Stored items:
---+---
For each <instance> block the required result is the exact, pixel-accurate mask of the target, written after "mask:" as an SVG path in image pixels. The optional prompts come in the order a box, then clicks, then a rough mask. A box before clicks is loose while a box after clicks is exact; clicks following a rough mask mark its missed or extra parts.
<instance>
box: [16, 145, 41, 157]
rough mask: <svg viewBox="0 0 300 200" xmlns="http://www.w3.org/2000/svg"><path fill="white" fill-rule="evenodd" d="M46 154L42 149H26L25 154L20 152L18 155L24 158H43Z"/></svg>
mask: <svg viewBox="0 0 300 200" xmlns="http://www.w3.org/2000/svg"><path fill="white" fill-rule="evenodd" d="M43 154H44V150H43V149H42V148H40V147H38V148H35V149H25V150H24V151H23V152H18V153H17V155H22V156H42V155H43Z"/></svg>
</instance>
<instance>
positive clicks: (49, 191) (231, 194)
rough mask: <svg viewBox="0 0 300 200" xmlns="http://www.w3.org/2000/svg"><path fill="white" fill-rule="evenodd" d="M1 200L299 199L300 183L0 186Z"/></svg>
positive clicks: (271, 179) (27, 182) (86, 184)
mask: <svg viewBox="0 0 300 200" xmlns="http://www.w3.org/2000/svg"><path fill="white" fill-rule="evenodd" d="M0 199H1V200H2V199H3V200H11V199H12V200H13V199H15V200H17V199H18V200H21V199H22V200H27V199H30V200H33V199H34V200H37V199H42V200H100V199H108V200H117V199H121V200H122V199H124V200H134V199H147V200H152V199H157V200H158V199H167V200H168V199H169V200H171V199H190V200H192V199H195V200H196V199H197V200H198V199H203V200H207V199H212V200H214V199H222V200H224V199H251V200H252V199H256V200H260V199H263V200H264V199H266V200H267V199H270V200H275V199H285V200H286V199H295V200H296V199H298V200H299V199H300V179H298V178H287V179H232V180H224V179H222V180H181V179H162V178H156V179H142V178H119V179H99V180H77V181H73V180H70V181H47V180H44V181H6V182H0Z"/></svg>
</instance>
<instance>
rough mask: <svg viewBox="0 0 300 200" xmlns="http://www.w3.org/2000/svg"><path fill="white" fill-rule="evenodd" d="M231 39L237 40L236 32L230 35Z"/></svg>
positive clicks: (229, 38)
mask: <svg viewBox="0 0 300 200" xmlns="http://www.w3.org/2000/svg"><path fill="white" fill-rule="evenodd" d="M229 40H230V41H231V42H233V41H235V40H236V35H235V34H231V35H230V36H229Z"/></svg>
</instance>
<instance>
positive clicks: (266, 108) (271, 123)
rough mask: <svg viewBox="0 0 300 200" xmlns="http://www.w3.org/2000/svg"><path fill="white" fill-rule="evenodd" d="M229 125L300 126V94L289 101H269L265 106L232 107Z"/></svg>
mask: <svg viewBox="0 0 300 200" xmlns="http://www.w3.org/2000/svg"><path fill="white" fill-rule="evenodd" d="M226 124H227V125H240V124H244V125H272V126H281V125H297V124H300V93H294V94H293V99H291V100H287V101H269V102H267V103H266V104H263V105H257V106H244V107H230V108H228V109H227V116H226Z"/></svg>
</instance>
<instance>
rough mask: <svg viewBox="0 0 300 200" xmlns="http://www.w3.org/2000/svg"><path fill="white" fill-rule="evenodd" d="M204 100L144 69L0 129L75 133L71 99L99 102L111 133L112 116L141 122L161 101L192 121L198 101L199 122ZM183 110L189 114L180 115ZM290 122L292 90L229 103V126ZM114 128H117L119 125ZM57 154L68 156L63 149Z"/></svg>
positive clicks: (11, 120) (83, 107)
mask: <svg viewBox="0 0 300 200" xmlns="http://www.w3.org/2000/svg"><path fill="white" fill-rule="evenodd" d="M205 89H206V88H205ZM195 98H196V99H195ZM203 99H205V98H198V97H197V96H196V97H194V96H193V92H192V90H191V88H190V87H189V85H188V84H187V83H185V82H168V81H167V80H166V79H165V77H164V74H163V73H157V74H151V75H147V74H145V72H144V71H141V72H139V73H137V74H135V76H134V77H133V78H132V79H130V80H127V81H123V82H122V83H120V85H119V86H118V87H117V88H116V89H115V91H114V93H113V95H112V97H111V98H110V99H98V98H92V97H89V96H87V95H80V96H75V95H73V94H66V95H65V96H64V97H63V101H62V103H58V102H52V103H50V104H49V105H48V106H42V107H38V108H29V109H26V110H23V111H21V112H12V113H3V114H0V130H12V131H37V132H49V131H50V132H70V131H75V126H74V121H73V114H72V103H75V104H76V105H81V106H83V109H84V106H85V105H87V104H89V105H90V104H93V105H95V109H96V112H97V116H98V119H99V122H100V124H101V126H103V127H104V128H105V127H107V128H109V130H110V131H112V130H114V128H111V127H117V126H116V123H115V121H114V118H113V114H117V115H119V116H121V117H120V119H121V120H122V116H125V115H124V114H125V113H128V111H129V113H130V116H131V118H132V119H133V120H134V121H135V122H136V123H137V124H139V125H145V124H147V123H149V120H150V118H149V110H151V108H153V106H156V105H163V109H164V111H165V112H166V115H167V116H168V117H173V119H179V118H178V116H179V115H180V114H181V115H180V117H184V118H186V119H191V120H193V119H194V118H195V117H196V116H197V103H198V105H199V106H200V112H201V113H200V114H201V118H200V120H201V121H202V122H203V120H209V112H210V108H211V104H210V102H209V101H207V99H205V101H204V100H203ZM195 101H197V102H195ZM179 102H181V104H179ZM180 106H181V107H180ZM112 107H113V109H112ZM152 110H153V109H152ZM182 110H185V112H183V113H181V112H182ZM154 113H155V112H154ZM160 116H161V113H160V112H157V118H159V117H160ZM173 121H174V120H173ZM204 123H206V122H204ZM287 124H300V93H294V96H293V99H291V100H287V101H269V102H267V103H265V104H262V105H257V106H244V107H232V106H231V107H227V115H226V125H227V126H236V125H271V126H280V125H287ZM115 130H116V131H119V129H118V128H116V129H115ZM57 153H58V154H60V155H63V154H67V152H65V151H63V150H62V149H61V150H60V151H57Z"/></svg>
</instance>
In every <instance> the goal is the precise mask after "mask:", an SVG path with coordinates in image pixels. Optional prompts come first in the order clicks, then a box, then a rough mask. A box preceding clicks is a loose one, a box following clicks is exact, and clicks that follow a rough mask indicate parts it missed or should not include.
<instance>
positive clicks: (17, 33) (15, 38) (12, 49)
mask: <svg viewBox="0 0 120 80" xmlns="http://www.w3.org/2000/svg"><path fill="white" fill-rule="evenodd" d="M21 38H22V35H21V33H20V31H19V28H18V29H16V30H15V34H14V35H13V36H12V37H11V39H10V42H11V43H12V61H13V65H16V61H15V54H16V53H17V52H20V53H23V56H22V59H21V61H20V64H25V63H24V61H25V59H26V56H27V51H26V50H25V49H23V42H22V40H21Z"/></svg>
---+---
Please turn the lines from the first one through the line containing "154L42 149H26L25 154L20" into a Markdown table with the columns "Row" and "Line", leaving out any blank lines.

EXERCISE RESPONSE:
| Row | Line |
|---|---|
| 1 | For each <instance> block the required result is the exact, pixel-accurate mask of the target, written after "mask:" as an SVG path in image pixels. The optional prompts come in the order a box, then clicks, then a rough mask. A box before clicks is loose while a box after clicks is exact; clicks following a rough mask mark its missed or extra parts. |
| 2 | <instance> |
| 3 | box: [16, 145, 41, 157] |
| 4 | rough mask: <svg viewBox="0 0 300 200" xmlns="http://www.w3.org/2000/svg"><path fill="white" fill-rule="evenodd" d="M46 154L42 149H26L25 154L20 152L18 155L24 158H43Z"/></svg> |